++++ DOKUMENT
Bund, Länder und Kommunen müssen sich in den nächsten Jahren auf die Auswirkungen der in einem bisher nicht bekannten Ausmaß gesunkenen Steuereinnahmen einstellen. Parallel dazu werden die Kreise ab 2011 die volle Wucht der Konjunkturkrise, die derzeit noch durch Maßnahmen wie das Kurzarbeitergeld aufgefangen wird, mit deutlich steigenden Belastungen beim SGB II (Hartz IV) spüren. Auch die Ausgaben für Behinderte, für die Grundsicherung im Alter und die Jugendhilfe werden weiter steigen.
++++++++
++++ MATERIAL ZUR AUFGABE
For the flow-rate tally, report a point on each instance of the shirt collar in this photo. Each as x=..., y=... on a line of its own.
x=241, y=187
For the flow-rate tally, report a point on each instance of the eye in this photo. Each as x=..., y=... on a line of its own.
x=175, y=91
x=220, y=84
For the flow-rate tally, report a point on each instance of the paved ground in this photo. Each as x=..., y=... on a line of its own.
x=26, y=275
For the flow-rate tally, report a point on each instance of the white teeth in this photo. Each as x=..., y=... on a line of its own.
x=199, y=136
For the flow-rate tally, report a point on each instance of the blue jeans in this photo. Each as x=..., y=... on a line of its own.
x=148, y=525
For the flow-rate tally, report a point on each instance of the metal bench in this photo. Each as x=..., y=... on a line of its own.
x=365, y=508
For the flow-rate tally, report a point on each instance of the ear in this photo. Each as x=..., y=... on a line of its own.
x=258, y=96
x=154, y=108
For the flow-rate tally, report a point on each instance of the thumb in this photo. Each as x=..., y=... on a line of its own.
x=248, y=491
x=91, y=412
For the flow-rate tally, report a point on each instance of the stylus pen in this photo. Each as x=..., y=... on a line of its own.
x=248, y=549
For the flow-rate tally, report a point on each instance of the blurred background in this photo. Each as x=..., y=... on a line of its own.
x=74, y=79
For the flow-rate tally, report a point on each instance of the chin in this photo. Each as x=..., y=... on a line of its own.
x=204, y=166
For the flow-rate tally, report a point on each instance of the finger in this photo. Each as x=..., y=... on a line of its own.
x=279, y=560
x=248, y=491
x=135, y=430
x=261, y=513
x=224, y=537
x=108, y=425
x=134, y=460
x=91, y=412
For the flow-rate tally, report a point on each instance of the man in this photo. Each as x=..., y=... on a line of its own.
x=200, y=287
++++++++
++++ MATERIAL ZUR AUFGABE
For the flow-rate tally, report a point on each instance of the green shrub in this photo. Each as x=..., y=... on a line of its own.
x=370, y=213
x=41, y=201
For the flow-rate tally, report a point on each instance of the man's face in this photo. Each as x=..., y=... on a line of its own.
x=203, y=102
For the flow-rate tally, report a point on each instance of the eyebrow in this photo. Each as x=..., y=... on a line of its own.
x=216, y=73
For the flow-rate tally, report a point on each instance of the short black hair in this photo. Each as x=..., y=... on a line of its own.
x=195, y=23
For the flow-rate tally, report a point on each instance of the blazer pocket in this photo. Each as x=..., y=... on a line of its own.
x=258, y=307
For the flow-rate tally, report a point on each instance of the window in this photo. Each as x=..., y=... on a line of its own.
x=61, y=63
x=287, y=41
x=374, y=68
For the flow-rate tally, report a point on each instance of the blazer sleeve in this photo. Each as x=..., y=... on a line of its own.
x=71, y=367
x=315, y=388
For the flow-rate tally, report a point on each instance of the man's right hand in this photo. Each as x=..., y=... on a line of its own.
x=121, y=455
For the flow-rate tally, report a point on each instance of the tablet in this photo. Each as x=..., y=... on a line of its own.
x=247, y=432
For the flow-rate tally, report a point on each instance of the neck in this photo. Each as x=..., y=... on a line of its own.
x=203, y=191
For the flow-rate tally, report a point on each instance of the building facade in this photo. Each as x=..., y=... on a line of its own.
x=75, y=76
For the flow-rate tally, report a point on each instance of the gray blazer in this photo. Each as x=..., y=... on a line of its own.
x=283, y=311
++++++++
**AUFGABEN**
a – Welche staatlichen Ebenen müssen sich laut dem Text über die Steuereinnahmen auf die gesunkenen Einnahmen einstellen? Nennen Sie alle.
b – Geben Sie aus den Zeilen zur Positionsbestimmung einen Abschnitt wörtlich wieder. Beginnen Sie mit der Zeile, die „of the window“ enthält, und hören Sie nach der Zeile mit „x=315, y=388“ auf.
Der Text und die Zeilen haben inhaltlich nichts miteinander zu tun.

**LÖSUNGEN**
a – Bund, Länder und Kommunen

b –
For the flow-rate tally, report a point on each instance of the window in this photo. Each as x=..., y=... on a line of its own.
x=61, y=63
x=287, y=41
x=374, y=68
For the flow-rate tally, report a point on each instance of the blazer sleeve in this photo. Each as x=..., y=... on a line of its own.
x=71, y=367
x=315, y=388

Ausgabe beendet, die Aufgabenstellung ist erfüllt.